Data items:
'''
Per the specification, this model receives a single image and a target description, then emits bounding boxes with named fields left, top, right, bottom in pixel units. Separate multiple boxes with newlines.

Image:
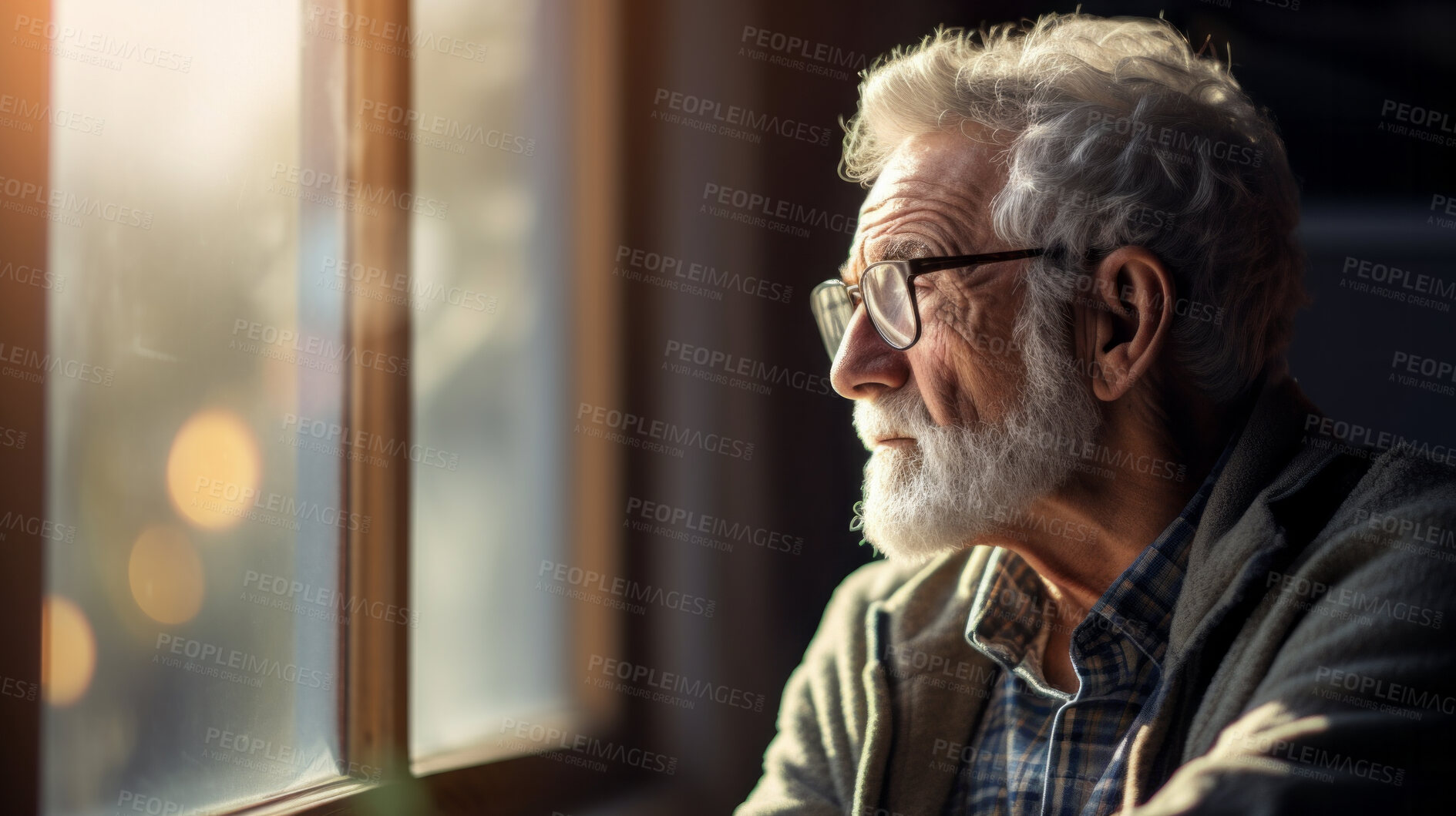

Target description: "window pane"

left=410, top=0, right=570, bottom=759
left=44, top=0, right=345, bottom=814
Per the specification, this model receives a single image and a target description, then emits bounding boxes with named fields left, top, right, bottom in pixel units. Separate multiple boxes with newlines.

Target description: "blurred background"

left=0, top=0, right=1456, bottom=816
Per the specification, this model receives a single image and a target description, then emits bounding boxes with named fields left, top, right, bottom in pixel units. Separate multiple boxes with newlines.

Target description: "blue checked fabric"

left=945, top=442, right=1233, bottom=816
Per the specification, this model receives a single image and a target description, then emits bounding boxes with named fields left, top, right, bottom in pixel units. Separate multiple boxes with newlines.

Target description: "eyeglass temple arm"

left=910, top=249, right=1047, bottom=275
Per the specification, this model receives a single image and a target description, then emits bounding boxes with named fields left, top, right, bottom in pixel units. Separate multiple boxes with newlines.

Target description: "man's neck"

left=977, top=378, right=1242, bottom=636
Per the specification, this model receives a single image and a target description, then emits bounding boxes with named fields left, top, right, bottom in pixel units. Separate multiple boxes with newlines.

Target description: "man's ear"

left=1074, top=246, right=1178, bottom=401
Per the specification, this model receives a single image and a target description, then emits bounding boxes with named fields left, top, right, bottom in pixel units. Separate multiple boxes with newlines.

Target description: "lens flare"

left=126, top=525, right=207, bottom=624
left=41, top=595, right=96, bottom=706
left=167, top=410, right=262, bottom=529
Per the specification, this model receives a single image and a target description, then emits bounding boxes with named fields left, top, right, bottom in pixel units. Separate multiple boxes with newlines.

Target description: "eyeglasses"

left=809, top=249, right=1047, bottom=359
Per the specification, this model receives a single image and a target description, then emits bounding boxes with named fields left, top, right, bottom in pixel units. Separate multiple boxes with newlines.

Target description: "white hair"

left=840, top=15, right=1306, bottom=403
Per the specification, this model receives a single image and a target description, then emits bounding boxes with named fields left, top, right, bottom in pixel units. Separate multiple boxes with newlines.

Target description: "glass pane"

left=860, top=264, right=914, bottom=348
left=44, top=0, right=345, bottom=814
left=410, top=0, right=570, bottom=759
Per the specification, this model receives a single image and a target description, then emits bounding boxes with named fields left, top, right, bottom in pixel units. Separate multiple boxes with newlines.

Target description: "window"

left=11, top=0, right=626, bottom=816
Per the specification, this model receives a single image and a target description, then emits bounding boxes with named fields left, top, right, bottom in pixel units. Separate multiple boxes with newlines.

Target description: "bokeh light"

left=41, top=595, right=96, bottom=706
left=126, top=525, right=207, bottom=624
left=167, top=408, right=261, bottom=529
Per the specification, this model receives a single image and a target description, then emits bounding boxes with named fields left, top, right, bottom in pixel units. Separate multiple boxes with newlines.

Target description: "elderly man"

left=738, top=15, right=1456, bottom=816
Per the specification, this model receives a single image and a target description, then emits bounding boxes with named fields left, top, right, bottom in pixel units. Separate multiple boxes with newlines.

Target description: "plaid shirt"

left=945, top=442, right=1233, bottom=816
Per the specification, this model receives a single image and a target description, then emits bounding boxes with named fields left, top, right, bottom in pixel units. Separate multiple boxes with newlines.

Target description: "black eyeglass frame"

left=809, top=249, right=1048, bottom=356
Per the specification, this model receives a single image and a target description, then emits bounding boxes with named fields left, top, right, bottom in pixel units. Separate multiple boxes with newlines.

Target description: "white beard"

left=855, top=292, right=1101, bottom=563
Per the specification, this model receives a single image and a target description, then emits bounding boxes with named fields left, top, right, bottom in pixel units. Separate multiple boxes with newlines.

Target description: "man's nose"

left=829, top=308, right=910, bottom=400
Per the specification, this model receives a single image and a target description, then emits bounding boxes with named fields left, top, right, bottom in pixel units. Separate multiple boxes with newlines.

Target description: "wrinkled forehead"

left=850, top=131, right=1006, bottom=259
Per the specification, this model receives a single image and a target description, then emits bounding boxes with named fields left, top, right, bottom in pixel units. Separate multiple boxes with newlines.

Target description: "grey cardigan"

left=735, top=378, right=1456, bottom=816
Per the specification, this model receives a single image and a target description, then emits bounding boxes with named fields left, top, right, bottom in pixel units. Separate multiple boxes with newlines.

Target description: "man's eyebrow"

left=839, top=239, right=935, bottom=282
left=871, top=239, right=932, bottom=264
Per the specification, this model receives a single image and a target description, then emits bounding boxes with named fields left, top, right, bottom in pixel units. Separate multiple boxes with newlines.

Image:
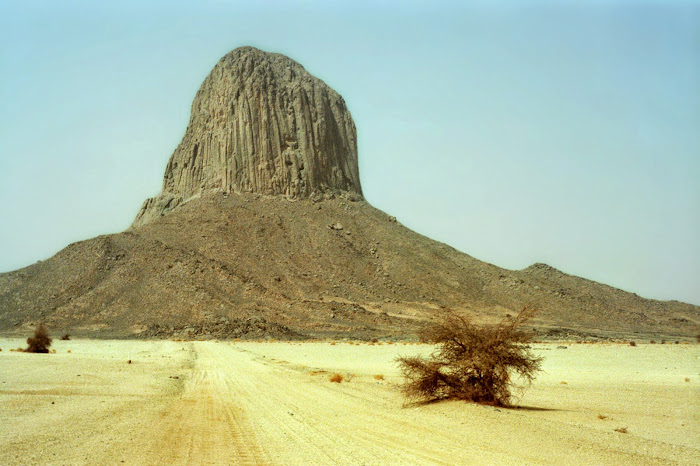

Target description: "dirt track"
'''
Set every line down exactly as written, leaving each picture out.

Per the specification, this model receives a single image and a target description, then emits bounding boxes with named fields left, top, right, bottom in pixel units. Separate multiple boxes with newlines.

Image:

Target description: "window pane"

left=410, top=0, right=570, bottom=759
left=44, top=0, right=345, bottom=814
Per the specification, this model receives a single image and a target description, then emits bounding boxes with named fields left, top, right, bottom in pixel units. Separate multiple boxes with newlines.

Target description: "blurred background"

left=0, top=0, right=1456, bottom=816
Per the specification, this model receives a single image and a target description, then emits bounding boxes with named fields left, top, right, bottom in pixel units. Separate multiple boxes with newlines.

Target description: "blue checked fabric"

left=945, top=442, right=1233, bottom=816
Per the specification, this model receives a single image and a target description, then emits bounding boxes with named fields left, top, right, bottom in pixel units. Separate multiple boxes with newlines.

Target description: "eyeglass temple arm"

left=910, top=249, right=1047, bottom=275
Per the specification, this model receives a single image and a target description, then emits bounding boxes with named fields left, top, right, bottom in pixel units. Separate multiple boxes with newlines.

Target description: "man's neck"

left=977, top=378, right=1242, bottom=636
Per the specification, this model receives a single image and a target description, then emits bounding boxes with named fields left, top, right, bottom in pixel units. Separate multiple boxes with newlines.

Target description: "man's ear"

left=1074, top=246, right=1178, bottom=401
Per the specification, this model receives a single image and a target description, then emits bounding boxes with named fields left, top, right, bottom in pixel units. Separate multiple boxes with newlines.

Target description: "lens flare"

left=126, top=525, right=207, bottom=624
left=41, top=595, right=96, bottom=706
left=167, top=410, right=262, bottom=529
Per the specification, this model receives a single image and a target description, then emits bounding boxes with named fields left, top, right, bottom in pixel units. Separate multiple boxes with newlines.

Target description: "eyeglasses"

left=809, top=249, right=1047, bottom=359
Per the specification, this model receives a single image and a target description, then emits bounding boxes with named fields left, top, right, bottom in pixel units. Separate multiple boxes with newlines.

Target description: "white hair"

left=840, top=15, right=1306, bottom=403
Per the specification, this model receives a single image and a target description, then emits bounding boxes with named fields left, top, right, bottom in pixel units. Separate multiple boxes with newlines.

Target description: "glass pane"

left=860, top=264, right=914, bottom=348
left=44, top=0, right=345, bottom=814
left=410, top=0, right=570, bottom=759
Per the specification, this model receives a single image and a target description, then emits bounding boxes with named fields left, top, right, bottom in pixel units. Separate multiple boxes with newlines.

Target description: "window"

left=11, top=0, right=626, bottom=816
Per the specification, this model receives a single image and a target description, then emits bounding boxes with named fields left, top, right, bottom in pixel units. Separate multiple boxes with newlines.

Target description: "bokeh light"

left=41, top=595, right=96, bottom=706
left=126, top=525, right=207, bottom=624
left=167, top=408, right=261, bottom=529
Per the specification, this model receives a single image and a target description, then emits bounding boxes with named fields left, top, right, bottom in pixel units. Separate multiple boxes with newlines.

Target description: "elderly man"

left=738, top=15, right=1456, bottom=816
Per the specification, this model receives a single image and a target description, then emits bounding boxes with named fields left, top, right, bottom in pixel units. Separate multiple boxes with newlines.

Target description: "plaid shirt"

left=945, top=442, right=1233, bottom=816
Per the specification, this model receives a single image and a target description, then emits bounding boxes with named fields left, top, right, bottom in pixel units. Separate multiple boxes with newlines.

Target description: "black eyeglass frame"

left=809, top=249, right=1048, bottom=356
Per the specification, this model receives a single image and a target description, then emits bounding boxes with named fields left, top, right, bottom in pixel units. Separate multiple boxes with newlines.

Target description: "white beard"

left=855, top=292, right=1101, bottom=563
Per the specification, this model receives a single image and a target description, then emits bounding boxes with named fields left, top, right, bottom in pixel units. Separate multiple boxes with newlines.

Target description: "man's nose"

left=829, top=308, right=910, bottom=400
Per the specification, this model receives a single image and a target description, then emits bounding boxes with named fields left, top, right, bottom in pixel units. Separate multiple boxes with newlines.

Target description: "wrinkled forehead"

left=850, top=131, right=1006, bottom=259
Per the specification, this model receives a single image and a target description, then emits bounding boxes with named fields left, top, right, bottom in pixel units. Separate multiple boxes with newlines.

Target description: "grey cardigan"

left=735, top=378, right=1456, bottom=816
Per the specification, this model receives a single image and a target description, then emits bounding boxes with named fields left, top, right, bottom in pixel units. Separate multiple boxes with newlines.

Target description: "man's eyebrow"

left=839, top=239, right=935, bottom=282
left=871, top=239, right=932, bottom=264
Per the specification, this model receives a single image and a target description, then emits bounding boxes with named fields left, top, right, bottom in pixel units. Separate multiple boxes with newlines.

Image:

Target description: "dirt track"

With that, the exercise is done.